Short exercise:
Rewrite the lines below, changing "tight boxes" to "snug boxes" wherever it occurs and leaving everything else untouched.

Dataset entries:
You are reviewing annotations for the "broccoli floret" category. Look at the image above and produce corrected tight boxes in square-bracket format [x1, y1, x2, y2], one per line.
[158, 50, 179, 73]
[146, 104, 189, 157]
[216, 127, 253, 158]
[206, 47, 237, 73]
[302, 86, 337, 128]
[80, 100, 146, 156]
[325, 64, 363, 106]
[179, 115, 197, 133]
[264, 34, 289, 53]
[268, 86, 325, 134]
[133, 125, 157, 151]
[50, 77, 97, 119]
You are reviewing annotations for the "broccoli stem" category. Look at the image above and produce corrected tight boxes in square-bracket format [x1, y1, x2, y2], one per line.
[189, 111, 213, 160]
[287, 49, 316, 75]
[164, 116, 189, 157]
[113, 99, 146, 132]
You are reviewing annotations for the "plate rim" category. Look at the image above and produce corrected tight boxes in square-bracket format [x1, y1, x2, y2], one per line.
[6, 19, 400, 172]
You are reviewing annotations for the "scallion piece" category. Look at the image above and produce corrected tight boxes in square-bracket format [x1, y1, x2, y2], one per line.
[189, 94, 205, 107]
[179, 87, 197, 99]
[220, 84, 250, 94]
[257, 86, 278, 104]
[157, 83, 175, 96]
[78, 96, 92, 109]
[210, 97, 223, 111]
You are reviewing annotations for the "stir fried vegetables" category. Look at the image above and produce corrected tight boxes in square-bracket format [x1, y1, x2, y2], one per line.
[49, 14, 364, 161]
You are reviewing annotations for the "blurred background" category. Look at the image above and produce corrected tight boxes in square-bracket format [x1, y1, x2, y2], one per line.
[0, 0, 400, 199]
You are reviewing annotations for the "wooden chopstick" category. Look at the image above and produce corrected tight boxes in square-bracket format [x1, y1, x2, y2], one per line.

Expected answer:
You are reviewing annotations for the "broccoli floret" category. Look at the image above and produce corrected snug boxes in square-bracket format [x1, y1, x2, y2], one per line.
[158, 50, 179, 73]
[146, 104, 189, 157]
[216, 127, 253, 158]
[206, 47, 237, 73]
[302, 86, 337, 128]
[80, 100, 146, 156]
[325, 64, 363, 106]
[179, 115, 197, 133]
[264, 34, 289, 53]
[268, 86, 325, 134]
[133, 125, 157, 151]
[50, 77, 97, 119]
You are reviewing annotations for the "broccoli stem" category. Look at the image above and produce corrected snug boxes in square-bracket format [x1, y1, x2, y2], one per line.
[189, 111, 213, 160]
[287, 49, 316, 75]
[164, 116, 189, 157]
[113, 99, 146, 132]
You are reviewing annotations for the "plate rim" category. Look at the image above and produce corrected snug boxes in square-bracket format [x1, y1, x2, y2], one per line.
[6, 19, 400, 172]
You are reviewing annotations for the "scallion piece" category. Look at the image above and produce corrected snug boxes in square-bracket format [x1, y1, x2, y2], one per line.
[189, 94, 205, 107]
[179, 87, 197, 99]
[220, 84, 250, 94]
[257, 86, 278, 104]
[157, 83, 175, 96]
[78, 96, 92, 109]
[210, 97, 223, 111]
You are reviewing annotations for the "stir fried vegetables" category. Look at the image above and produce corrected snug boxes in square-bracket format [x1, y1, x2, y2], one per line.
[49, 14, 364, 161]
You are reviewing annotations for the "blurred background" category. Look at the image above and produce corrected snug boxes in square-bracket format [x1, y1, x2, y2], one per line.
[0, 0, 400, 199]
You are reviewing annotations for the "wooden chopstick" category. Look at the image above and produce corrected snug boxes in square-bracket format [x1, y1, x2, y2], one per line.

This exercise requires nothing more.